§ Consigne
Reproduisez mot pour mot l'intégralité du texte sur les élections en Irak.

§ Texte à étudier
···

Je ne sais pas vous, mais moi, j’ai presque pleuré de surprise et de jubilation en voyant les Irakiens se rendre aux urnes malgré les très réelles menaces de mort.
Les élections de dimanche dernier en Irak posent une question difficile aux Européens, qui s’étaient largement opposés à l’invasion du pays et ont observé ensuite, consternés, la gestion désastreuse de l’après-guerre. La question est: sommes-nous favorables à l’émergence d’une forme de stabilité démocratique en Irak, et peut-être plus généralement au Moyen-Orient, malgré le fait que c’est ce que veut George Bush?
Ce n’est pas une question rhétorique. Les élections irakiennes n’ont pas étés parfaites. Elles ont été une approximation: les registres électoraux étaient ce qu’ils étaient; les candidats n’ont pas pu apparaître en public régulièrement ni conduire de vraie campagne; les travailleurs des bureaux de vote ont été kidnappés, menacés et parfois tués; les observateurs internationaux ont dû se limiter à «observer» depuis la Jordanie.

···

§ Données fournies
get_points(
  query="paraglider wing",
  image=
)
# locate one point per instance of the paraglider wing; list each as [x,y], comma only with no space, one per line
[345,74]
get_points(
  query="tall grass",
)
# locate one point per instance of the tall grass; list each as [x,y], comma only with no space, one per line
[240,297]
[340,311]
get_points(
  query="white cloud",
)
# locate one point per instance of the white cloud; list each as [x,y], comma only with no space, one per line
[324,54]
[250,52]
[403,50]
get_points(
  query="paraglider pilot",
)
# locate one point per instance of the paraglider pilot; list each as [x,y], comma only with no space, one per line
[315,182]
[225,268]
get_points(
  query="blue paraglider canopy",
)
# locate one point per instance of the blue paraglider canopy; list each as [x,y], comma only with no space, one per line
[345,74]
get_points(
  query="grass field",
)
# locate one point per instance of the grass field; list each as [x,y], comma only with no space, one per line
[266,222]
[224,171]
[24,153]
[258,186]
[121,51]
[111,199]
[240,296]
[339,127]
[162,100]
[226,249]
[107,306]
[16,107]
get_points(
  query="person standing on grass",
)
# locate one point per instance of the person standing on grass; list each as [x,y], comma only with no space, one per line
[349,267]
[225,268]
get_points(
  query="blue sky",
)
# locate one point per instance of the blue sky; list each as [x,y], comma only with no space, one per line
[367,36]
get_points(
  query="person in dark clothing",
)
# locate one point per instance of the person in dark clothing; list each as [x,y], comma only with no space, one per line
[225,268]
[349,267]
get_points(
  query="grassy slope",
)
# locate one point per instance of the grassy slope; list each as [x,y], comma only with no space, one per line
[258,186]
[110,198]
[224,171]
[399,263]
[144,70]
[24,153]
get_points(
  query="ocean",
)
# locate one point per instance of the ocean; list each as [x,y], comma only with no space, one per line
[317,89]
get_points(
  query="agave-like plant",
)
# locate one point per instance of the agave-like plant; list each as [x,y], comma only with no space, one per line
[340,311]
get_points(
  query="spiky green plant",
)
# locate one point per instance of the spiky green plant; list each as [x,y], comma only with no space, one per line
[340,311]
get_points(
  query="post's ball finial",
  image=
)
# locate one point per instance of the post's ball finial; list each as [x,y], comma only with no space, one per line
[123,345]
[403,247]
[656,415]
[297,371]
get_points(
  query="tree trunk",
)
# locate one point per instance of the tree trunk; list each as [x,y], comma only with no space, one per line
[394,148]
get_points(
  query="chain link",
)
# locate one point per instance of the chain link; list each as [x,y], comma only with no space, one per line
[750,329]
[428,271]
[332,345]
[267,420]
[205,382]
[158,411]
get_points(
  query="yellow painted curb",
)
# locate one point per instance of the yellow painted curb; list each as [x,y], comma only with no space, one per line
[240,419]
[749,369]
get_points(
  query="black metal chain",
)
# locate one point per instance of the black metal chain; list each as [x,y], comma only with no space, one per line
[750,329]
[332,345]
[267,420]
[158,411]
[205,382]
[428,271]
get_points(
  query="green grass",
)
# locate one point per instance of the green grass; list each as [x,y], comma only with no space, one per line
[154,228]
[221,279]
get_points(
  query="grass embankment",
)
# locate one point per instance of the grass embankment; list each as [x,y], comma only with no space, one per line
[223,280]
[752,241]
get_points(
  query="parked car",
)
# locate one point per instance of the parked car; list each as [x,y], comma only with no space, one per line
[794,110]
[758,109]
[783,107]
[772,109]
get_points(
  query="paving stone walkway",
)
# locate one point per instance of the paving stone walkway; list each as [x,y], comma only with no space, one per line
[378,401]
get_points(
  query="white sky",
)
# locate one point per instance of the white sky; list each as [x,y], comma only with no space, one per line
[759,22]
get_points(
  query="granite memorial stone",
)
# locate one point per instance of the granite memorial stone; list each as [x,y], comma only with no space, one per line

···

§ Corrigé
Je ne sais pas vous, mais moi, j’ai presque pleuré de surprise et de jubilation en voyant les Irakiens se rendre aux urnes malgré les très réelles menaces de mort.
Les élections de dimanche dernier en Irak posent une question difficile aux Européens, qui s’étaient largement opposés à l’invasion du pays et ont observé ensuite, consternés, la gestion désastreuse de l’après-guerre. La question est: sommes-nous favorables à l’émergence d’une forme de stabilité démocratique en Irak, et peut-être plus généralement au Moyen-Orient, malgré le fait que c’est ce que veut George Bush?
Ce n’est pas une question rhétorique. Les élections irakiennes n’ont pas étés parfaites. Elles ont été une approximation: les registres électoraux étaient ce qu’ils étaient; les candidats n’ont pas pu apparaître en public régulièrement ni conduire de vraie campagne; les travailleurs des bureaux de vote ont été kidnappés, menacés et parfois tués; les observateurs internationaux ont dû se limiter à «observer» depuis la Jordanie.